[Coordinate annotation entries]

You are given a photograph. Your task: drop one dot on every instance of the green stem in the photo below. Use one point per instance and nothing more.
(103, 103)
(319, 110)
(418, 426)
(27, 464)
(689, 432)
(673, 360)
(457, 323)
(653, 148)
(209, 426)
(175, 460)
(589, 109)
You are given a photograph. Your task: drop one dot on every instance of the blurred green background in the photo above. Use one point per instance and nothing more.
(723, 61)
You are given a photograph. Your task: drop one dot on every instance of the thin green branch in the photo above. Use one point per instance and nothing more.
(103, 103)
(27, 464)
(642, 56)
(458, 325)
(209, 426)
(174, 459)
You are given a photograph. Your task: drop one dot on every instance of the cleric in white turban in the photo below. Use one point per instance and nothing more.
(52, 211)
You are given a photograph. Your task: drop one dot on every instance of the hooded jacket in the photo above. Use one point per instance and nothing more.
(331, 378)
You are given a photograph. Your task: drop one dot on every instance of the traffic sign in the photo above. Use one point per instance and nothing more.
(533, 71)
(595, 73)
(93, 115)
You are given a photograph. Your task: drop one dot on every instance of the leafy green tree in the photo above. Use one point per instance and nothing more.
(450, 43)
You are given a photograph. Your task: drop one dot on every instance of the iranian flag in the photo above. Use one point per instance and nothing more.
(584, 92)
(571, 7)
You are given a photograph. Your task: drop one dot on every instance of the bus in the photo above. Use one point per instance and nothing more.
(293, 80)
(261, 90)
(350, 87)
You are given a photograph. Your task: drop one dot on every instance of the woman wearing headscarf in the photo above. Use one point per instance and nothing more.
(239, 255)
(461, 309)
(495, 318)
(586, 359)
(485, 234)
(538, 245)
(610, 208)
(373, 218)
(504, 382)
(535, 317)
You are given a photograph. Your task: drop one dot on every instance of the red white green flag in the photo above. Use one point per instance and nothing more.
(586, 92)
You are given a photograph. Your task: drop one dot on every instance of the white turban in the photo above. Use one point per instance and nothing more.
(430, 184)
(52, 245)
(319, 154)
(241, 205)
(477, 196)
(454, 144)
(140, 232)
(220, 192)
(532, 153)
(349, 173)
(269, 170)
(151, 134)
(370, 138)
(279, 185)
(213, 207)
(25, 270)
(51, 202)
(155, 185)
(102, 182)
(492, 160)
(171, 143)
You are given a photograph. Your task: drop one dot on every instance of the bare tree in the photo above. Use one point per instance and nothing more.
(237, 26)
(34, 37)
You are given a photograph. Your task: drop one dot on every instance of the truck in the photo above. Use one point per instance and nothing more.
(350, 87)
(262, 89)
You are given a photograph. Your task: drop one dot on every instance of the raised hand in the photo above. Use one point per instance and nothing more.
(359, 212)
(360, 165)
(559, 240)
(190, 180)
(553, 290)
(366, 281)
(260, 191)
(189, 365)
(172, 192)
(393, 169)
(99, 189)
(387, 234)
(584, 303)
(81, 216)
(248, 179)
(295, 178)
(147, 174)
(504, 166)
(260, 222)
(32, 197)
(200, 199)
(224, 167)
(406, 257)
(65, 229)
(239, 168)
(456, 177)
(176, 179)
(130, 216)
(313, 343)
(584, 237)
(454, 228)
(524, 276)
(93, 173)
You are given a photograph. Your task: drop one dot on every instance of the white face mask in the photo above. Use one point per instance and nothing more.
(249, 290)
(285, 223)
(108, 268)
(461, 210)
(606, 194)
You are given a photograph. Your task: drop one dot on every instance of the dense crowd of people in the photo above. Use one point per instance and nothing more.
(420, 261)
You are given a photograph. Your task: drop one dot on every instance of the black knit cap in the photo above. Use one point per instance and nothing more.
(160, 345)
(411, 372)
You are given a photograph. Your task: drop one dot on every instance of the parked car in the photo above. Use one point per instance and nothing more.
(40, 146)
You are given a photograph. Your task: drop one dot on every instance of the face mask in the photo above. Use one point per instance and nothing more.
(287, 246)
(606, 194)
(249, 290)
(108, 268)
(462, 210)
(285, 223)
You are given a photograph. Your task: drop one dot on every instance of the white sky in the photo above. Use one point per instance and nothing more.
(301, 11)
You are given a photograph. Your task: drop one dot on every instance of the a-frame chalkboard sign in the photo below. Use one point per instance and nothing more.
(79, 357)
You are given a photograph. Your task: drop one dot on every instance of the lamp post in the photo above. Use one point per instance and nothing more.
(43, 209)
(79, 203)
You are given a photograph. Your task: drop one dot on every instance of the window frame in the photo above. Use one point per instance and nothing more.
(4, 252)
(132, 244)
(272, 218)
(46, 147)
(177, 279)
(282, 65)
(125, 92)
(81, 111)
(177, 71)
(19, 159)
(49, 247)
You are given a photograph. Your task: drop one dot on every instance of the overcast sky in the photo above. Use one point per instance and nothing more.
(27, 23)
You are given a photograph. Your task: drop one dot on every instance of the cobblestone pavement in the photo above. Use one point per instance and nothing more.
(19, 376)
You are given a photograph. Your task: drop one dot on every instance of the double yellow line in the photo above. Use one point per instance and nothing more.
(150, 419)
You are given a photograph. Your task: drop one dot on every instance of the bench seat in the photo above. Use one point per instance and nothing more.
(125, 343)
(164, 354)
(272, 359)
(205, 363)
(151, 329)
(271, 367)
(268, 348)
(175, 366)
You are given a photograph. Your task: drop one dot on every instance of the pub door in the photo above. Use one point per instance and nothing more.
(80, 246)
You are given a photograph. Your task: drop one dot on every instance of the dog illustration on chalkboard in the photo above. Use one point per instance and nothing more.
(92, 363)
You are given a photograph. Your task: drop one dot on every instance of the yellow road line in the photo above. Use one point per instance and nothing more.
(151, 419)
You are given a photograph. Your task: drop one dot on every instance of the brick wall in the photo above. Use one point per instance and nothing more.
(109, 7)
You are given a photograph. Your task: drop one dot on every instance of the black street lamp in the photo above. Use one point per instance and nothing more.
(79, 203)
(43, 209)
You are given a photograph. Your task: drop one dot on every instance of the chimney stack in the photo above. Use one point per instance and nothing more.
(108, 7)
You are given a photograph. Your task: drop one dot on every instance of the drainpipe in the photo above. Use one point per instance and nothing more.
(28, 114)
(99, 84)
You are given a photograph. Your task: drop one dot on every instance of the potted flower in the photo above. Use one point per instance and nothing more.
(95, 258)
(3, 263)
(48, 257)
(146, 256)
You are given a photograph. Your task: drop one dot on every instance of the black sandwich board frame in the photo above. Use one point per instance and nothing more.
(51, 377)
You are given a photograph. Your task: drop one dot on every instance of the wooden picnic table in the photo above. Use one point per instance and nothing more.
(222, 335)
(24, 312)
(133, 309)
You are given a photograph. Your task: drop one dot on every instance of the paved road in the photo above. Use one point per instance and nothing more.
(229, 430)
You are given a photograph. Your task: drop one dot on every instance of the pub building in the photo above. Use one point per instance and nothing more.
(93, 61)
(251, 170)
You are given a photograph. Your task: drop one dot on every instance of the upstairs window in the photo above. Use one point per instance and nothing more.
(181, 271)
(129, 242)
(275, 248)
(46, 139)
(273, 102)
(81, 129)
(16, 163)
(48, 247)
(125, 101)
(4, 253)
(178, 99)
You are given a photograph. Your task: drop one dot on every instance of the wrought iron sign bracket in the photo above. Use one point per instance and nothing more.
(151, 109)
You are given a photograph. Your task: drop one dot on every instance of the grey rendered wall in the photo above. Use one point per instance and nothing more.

▶ **DIRECTIONS FOR THIS TASK**
Rewrite everything from the line containing "of the upstairs" down to the last of the lines, changing "photograph" to "image" and leaving all else as it stands.

▶ **ANSWER FOR THIS EXERCISE**
You are given a image. Your task: drop one dot on every instance of the upstairs window in the photo above. Use one point per instance and nothing more.
(181, 271)
(129, 242)
(275, 248)
(46, 139)
(273, 102)
(81, 129)
(16, 163)
(48, 247)
(125, 101)
(4, 253)
(178, 99)
You are given a image. Your task: drop one dot on every instance of the wrought iron sign bracket in the photo above. Use one point per instance and nothing more.
(151, 109)
You are given a image. Your task: drop one dot on every instance of the grey rendered wall in the photo above. Use one point per instance and nothing more.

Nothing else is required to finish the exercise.